**Selected excerpt**.
· · ·

Three Chains On

I usually come to work with three chains on, tucked in of course, a 60 gram Cuban link bracelet that I actually owned for years but never wore until I started teaching with a gold Citizen watch that I bought for about 300 bucks during a period in my mid-twenties when I was really faking-it-to-make-it. The timeless joints always appealed to me, even at a young age, so they still figure into my “look” at thirty-two. It is not about the countless hip-hop persona comparisons I get, but rather those subtle comments from “street savvy” students that make me reflect on just how my aesthetic representation as a teacher affects student learning or rather student perceptions about things not taught through textbooks.

 

In my first year, a student told me I looked more like his “hood” uncle than a teacher. I didn’t know how to respond.

 

The reason why I wear three chains to work, as well as nice kicks, is simple: I wear three chains to work because athletes, entertainers, and drug dealers can’t be the only ones these kids look up and relate to. Trick probably does love the kids, but so do I. And sorry Mr. Trick Daddy, but Mr. Morris now has more influence, at least on a small segment of my local population than you. I work in Toronto but it would also be the same fact if I worked as a teacher who wore three chains in Dade County…I would think.

 

Seriously though, the way I aesthetically represent myself is important to my pedagogy as an educator. I work in the hood. Not hood in the sense of Crenshaw Ave. or 145th and Broadway or insert your local systemically impoverished hood here, but my hood. And just like any “hood”, not a lot of people “make it out”. The kids I teach may not get caught up in gang culture and die by the age of 20 (RIP to the ones that unfortunately do), but they have a more-than-likely chance of ending up in a dead-end job, perpetuating the cyclical environment they were raised in, and looking back on life wishing that they had actually listened to the things their teachers were telling them beyond the books.

· · ·

**Tasks to complete**.
a) How would you render this sentence from the "Three Chains On" essay in Spanish: "Seriously though, the way I aesthetically represent myself is important to my pedagogy as an educator."
b) Can you quote the passage of the "Three Chains On" essay starting with "In my first" and going on through "County…I would think."?

**Dataset section**.

· · ·

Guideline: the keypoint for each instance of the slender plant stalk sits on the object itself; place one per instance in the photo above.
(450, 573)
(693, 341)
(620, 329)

· · ·

**The replies**.
a) En serio, la forma en que me represento estéticamente es importante para mi pedagogía como educador.

b)
In my first year, a student told me I looked more like his “hood” uncle than a teacher. I didn’t know how to respond.

 

The reason why I wear three chains to work, as well as nice kicks, is simple: I wear three chains to work because athletes, entertainers, and drug dealers can’t be the only ones these kids look up and relate to. Trick probably does love the kids, but so do I. And sorry Mr. Trick Daddy, but Mr. Morris now has more influence, at least on a small segment of my local population than you. I work in Toronto but it would also be the same fact if I worked as a teacher who wore three chains in Dade County…I would think.